* [Brano da leggere]:
------------------------------------

Milano – Chissà cosa (non) si vedrà su quel palco. Certo con lui basta il nome: Rocco. E subito l’immaginazione corre piuttosto veloce. Anche se in questo caso, il mettersi a nudo dovrebbe essere concetto del tutto figurato per la pornostar più amata del Paese. Che ha deciso di provarsi con il teatro. Per la prima volta. Titolo: “Siffredi racconta Rocco”, solo stasera agli Arcimboldi di Milano. Un viaggio in una vita dai numeri impensabili. In tutti i sensi. Chiacchierando con il pubblico di aneddoti, bizzarrie, incontri. Ma anche di cicatrici, ansie, conflitti interiori. E dell’amore grande per la moglie Rosa Caracciolo.
Rocco, sarà davvero sincero sul palco?
“Che problemi posso farmi dopo quarant’anni con l’uccello di fuori? Anzi, al limite parlerò troppo. Mia moglie si lamenta che non mi tengo nulla, neanche le cose che riguardano gli altri. Ma io sono così, non riesco a trattenermi e sono a disagio con la finzione”.
Anche sul set?

------------------------------------

[Voci sulla posizione degli oggetti nelle immagini]

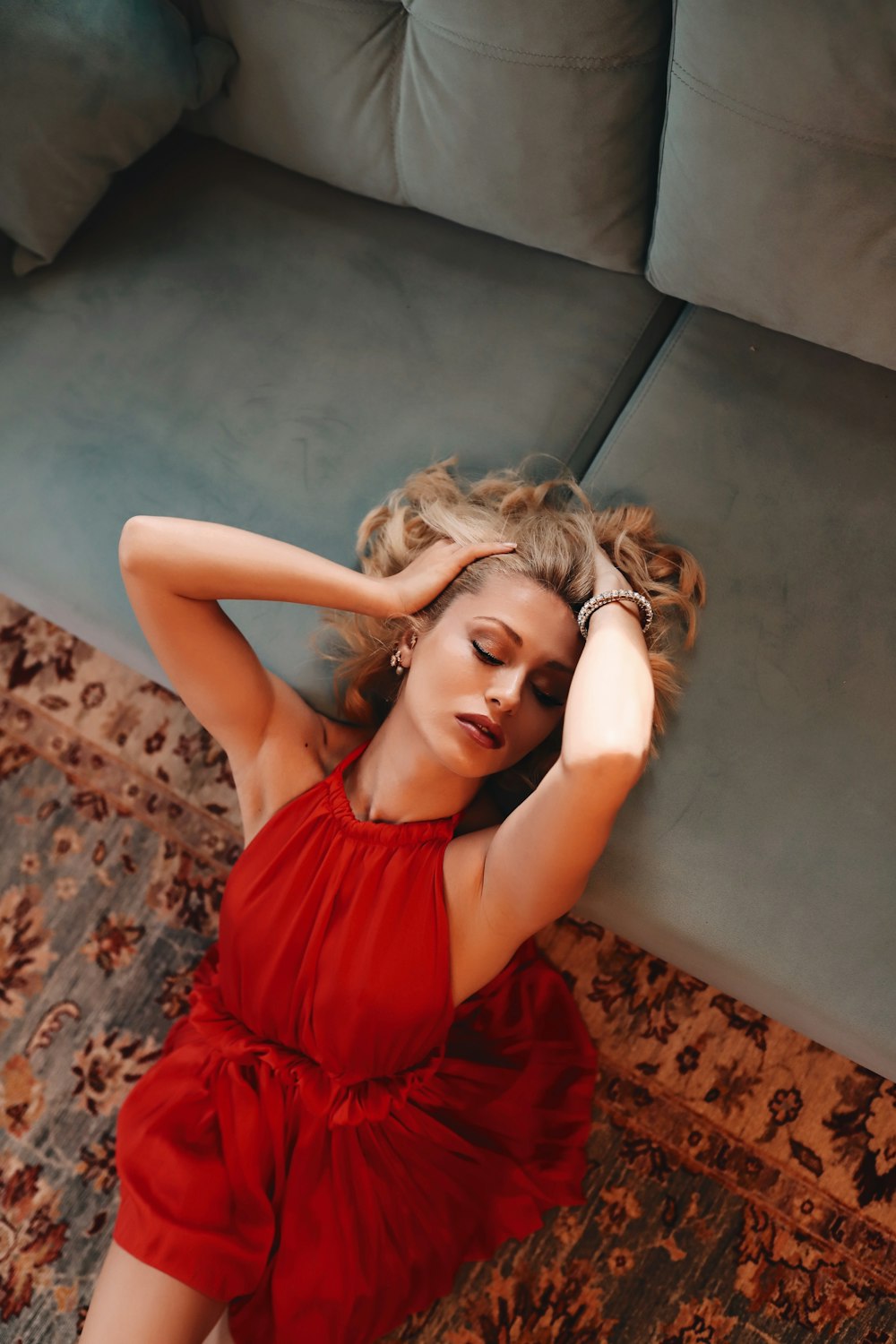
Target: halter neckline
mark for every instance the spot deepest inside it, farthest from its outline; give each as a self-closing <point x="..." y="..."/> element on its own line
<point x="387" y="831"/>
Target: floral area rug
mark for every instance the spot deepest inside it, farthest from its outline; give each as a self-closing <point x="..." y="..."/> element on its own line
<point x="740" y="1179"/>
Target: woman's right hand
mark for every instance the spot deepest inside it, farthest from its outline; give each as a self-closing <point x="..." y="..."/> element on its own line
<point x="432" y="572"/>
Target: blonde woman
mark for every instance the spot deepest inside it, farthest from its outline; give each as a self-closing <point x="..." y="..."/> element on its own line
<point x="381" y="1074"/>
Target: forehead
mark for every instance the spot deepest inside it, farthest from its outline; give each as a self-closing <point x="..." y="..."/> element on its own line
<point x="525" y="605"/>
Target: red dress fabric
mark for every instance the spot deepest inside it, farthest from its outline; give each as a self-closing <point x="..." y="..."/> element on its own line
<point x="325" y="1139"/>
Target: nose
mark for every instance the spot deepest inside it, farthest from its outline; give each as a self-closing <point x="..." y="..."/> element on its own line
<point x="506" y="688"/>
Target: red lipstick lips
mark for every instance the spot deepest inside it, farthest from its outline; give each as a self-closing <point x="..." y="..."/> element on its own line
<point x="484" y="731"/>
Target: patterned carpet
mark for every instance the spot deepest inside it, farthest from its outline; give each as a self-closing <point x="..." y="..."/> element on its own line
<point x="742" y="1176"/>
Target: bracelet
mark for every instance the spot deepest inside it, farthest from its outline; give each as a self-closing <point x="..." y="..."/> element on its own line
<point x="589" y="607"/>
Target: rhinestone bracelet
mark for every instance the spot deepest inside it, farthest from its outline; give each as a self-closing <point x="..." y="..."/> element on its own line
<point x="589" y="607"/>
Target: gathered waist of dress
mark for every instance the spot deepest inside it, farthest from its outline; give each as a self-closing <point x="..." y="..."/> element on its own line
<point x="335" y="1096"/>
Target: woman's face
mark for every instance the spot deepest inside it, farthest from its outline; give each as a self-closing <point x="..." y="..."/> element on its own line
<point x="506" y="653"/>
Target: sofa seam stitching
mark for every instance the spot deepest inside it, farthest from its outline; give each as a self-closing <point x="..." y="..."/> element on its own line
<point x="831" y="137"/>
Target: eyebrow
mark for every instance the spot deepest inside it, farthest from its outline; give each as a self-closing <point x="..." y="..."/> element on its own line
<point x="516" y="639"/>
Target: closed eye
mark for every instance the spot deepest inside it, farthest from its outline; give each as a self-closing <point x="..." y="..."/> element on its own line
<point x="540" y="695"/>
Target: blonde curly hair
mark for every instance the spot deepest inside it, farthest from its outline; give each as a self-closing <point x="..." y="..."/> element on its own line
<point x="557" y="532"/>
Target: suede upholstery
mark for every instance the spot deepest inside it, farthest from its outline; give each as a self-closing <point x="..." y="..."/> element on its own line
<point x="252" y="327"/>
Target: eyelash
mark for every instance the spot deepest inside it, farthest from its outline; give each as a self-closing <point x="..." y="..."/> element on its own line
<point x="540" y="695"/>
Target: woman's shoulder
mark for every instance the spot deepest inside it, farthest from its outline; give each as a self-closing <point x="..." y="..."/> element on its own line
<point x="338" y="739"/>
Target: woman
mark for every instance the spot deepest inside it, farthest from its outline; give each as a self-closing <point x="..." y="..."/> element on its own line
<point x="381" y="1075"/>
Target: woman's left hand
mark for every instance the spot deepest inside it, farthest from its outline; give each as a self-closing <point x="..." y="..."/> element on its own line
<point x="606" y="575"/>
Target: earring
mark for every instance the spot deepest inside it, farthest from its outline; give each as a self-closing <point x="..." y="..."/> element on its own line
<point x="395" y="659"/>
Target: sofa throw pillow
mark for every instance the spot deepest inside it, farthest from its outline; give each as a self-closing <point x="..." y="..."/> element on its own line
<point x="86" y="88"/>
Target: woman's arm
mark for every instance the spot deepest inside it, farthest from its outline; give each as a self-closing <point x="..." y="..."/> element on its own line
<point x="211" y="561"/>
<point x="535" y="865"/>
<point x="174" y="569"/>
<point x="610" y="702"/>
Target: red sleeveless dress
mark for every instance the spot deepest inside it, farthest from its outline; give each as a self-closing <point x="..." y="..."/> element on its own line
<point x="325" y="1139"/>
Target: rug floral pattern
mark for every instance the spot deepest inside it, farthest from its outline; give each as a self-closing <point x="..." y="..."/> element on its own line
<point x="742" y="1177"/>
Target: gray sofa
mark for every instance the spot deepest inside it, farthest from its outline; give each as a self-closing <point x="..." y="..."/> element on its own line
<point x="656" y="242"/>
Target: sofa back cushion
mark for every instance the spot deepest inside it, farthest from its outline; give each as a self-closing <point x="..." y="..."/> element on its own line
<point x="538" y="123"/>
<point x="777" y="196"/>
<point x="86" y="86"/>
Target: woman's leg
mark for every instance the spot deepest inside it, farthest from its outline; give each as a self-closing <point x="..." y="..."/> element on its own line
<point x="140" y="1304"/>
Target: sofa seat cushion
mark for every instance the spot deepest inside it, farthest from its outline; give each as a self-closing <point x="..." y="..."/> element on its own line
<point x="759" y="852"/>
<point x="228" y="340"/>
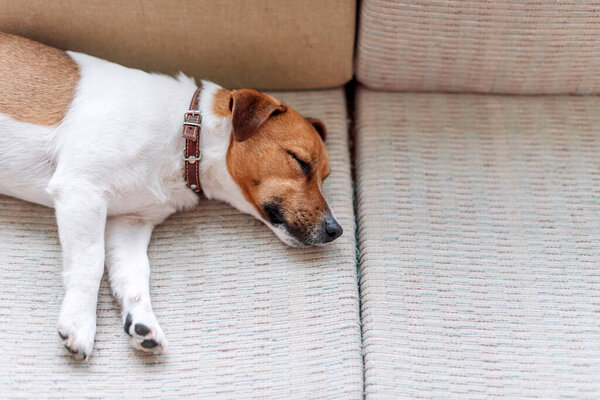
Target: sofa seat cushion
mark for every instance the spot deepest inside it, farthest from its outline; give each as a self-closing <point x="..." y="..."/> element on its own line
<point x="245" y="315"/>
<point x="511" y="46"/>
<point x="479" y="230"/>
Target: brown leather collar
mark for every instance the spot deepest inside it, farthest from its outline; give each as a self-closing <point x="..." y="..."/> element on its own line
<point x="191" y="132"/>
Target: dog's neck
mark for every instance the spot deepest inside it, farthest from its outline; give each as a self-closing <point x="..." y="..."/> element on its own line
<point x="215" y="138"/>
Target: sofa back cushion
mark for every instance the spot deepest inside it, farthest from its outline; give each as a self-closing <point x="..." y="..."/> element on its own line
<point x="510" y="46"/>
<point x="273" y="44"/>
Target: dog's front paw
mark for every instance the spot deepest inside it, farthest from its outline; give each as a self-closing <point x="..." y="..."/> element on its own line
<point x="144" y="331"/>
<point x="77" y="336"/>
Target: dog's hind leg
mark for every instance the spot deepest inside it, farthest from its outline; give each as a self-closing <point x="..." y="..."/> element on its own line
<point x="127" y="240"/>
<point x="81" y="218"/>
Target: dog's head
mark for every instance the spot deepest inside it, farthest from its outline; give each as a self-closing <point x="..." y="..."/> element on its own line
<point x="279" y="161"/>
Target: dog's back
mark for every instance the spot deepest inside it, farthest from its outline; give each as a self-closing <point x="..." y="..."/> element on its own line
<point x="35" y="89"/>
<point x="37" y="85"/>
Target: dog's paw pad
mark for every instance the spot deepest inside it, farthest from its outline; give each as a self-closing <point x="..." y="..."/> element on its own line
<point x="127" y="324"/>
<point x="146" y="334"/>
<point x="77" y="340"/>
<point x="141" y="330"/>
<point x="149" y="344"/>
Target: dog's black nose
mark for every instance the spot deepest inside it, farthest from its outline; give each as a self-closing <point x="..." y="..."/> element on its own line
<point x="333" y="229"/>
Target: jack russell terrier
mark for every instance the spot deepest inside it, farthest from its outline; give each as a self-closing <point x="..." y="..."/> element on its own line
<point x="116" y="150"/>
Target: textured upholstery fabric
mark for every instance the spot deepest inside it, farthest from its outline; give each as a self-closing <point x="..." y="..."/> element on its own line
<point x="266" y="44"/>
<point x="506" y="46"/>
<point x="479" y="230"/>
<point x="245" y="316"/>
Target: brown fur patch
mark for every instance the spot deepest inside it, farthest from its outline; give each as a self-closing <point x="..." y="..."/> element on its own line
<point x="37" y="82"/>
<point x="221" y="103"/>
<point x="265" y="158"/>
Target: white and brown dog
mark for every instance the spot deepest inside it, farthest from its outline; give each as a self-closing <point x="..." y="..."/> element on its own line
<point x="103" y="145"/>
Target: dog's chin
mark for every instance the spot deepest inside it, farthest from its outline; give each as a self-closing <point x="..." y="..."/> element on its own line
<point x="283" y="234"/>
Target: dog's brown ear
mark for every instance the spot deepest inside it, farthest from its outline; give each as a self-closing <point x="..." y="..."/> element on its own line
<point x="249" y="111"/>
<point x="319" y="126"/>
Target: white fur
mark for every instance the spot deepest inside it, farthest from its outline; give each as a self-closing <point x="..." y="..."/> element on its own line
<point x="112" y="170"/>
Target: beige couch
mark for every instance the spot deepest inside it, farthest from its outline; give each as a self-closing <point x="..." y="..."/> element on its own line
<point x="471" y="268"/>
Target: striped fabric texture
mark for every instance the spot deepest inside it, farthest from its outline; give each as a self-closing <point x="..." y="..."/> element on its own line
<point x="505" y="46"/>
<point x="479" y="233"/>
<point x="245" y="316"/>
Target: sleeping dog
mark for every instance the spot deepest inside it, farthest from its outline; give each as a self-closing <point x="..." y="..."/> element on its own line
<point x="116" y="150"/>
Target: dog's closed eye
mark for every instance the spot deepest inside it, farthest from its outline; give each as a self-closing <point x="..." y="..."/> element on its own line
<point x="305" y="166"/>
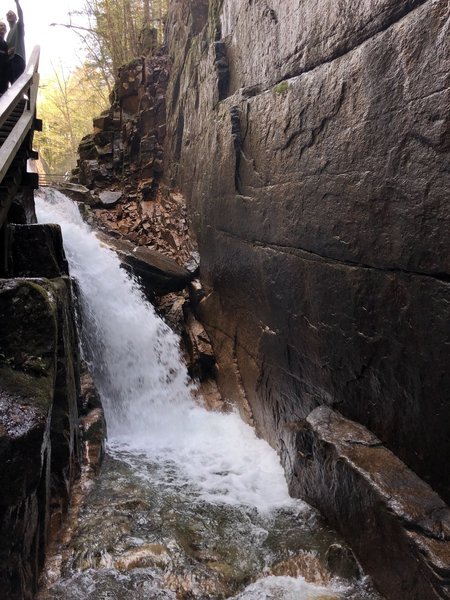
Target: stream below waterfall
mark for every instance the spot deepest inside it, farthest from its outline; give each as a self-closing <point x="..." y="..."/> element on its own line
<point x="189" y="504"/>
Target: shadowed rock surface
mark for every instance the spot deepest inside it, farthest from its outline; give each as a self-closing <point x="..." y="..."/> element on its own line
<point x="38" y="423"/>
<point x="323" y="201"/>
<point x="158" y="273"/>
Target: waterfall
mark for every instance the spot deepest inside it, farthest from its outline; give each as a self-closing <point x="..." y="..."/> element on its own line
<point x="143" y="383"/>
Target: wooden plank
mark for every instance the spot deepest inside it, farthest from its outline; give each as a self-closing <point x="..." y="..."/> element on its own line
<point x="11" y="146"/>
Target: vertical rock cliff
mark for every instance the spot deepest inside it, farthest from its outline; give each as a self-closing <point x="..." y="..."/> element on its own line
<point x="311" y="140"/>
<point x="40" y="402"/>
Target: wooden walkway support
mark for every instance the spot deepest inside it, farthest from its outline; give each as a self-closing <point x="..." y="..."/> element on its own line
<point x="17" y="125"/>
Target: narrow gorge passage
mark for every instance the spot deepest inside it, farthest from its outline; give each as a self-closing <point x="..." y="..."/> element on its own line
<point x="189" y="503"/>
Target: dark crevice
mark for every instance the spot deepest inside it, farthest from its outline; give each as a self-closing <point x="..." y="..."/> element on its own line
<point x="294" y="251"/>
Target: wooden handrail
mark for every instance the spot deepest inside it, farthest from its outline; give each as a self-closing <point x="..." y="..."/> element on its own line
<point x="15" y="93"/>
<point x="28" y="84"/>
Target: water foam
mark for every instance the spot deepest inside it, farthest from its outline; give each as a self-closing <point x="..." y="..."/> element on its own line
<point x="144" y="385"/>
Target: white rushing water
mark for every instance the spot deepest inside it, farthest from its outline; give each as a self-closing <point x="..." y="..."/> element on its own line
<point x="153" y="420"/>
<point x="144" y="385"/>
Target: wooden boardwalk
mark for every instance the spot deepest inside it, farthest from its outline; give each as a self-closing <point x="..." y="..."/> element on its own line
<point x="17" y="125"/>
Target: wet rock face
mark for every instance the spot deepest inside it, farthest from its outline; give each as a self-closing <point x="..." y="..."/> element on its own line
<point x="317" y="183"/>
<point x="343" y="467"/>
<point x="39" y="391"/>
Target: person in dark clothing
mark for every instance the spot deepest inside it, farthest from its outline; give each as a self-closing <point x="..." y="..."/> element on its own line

------------------------------------

* [Consegna]: Riscrivi il brano da leggere a partire da "Rocco, sarà davvero" e proseguendo fino a "Anche sul set?", mettendo "compagna" al posto di "moglie".

* [Risultato]:
Rocco, sarà davvero sincero sul palco?
“Che problemi posso farmi dopo quarant’anni con l’uccello di fuori? Anzi, al limite parlerò troppo. Mia compagna si lamenta che non mi tengo nulla, neanche le cose che riguardano gli altri. Ma io sono così, non riesco a trattenermi e sono a disagio con la finzione”.
Anche sul set?